** Record excerpts **
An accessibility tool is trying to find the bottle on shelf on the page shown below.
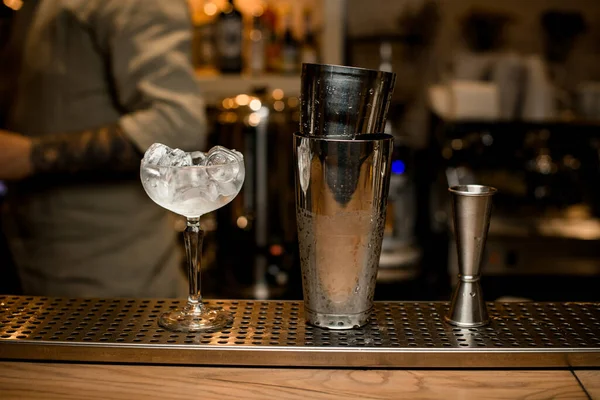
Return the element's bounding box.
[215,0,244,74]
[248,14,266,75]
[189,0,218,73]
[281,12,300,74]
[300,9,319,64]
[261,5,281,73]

--

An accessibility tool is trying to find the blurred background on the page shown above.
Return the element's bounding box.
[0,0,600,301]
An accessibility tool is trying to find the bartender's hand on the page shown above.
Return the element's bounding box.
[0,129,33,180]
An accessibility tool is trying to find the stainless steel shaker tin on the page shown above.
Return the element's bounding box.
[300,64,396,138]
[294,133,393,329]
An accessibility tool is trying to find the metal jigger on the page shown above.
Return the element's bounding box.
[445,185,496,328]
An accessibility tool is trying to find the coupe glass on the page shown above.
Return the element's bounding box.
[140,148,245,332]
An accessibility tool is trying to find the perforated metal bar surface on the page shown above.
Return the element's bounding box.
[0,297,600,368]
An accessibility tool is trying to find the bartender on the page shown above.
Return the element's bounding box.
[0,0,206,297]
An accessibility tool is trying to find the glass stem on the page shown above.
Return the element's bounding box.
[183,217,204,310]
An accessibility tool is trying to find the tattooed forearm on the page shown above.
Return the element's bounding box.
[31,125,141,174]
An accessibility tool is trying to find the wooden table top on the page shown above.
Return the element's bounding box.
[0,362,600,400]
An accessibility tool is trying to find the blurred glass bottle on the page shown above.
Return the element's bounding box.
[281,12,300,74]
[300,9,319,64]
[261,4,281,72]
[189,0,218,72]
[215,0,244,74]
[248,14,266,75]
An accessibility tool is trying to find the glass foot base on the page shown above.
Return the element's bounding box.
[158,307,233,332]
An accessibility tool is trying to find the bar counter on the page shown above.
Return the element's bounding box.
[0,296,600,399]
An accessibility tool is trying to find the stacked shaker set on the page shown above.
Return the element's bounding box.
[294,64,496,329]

* * *

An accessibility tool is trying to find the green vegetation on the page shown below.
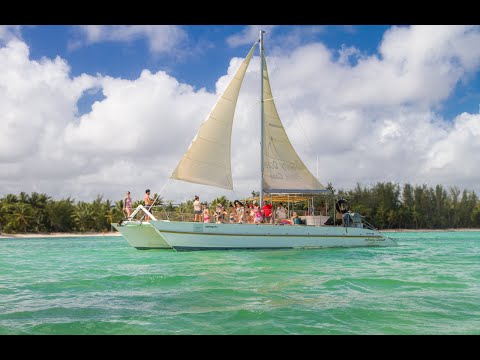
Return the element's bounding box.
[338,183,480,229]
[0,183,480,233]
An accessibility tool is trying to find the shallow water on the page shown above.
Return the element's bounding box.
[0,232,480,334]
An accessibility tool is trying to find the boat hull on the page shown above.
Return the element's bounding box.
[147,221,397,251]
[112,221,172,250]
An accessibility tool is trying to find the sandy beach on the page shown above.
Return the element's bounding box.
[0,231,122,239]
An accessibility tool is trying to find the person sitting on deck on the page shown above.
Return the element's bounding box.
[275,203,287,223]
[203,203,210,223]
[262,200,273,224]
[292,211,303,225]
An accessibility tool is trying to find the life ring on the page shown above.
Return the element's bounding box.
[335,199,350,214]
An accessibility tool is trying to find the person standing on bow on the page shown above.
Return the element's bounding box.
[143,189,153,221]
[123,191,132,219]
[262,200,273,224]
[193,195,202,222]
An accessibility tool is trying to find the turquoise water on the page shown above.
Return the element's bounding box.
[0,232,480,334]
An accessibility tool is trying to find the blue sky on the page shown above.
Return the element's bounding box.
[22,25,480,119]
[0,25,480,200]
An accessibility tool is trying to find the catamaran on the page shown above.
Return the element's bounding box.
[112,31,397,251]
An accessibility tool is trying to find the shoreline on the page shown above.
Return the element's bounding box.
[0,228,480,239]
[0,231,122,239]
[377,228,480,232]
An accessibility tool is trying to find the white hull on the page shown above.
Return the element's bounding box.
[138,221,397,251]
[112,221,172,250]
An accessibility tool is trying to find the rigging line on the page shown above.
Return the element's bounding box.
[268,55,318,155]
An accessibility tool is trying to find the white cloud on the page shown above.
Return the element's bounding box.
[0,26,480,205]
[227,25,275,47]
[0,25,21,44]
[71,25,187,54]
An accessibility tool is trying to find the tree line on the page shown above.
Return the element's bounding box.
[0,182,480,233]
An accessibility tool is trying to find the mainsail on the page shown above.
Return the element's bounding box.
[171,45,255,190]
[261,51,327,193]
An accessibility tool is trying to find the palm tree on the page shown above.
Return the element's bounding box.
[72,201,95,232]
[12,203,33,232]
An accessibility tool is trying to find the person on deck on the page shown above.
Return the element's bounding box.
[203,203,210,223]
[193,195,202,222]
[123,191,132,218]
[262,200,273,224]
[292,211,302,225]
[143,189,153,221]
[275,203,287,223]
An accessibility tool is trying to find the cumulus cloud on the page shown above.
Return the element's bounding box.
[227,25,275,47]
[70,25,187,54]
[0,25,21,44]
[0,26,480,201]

** Given task **
Rewrite only the records from the line containing "An accessibility tool is trying to find the glass foot" through the line containing "[294,64,496,329]", requests included, shifting every bounding box coordinate in the answers up by 44.

** Written solution **
An accessibility tool is trying to find the glass foot base on the page shown above.
Return the element's bounding box.
[202,351,277,376]
An accessibility tool is trying to find the bar counter on the page shown above.
Return the element's bounding box.
[44,340,644,443]
An accessibility tool is trying to find the stacked shaker set on the page shown above.
Return the element's bounding box.
[338,108,540,373]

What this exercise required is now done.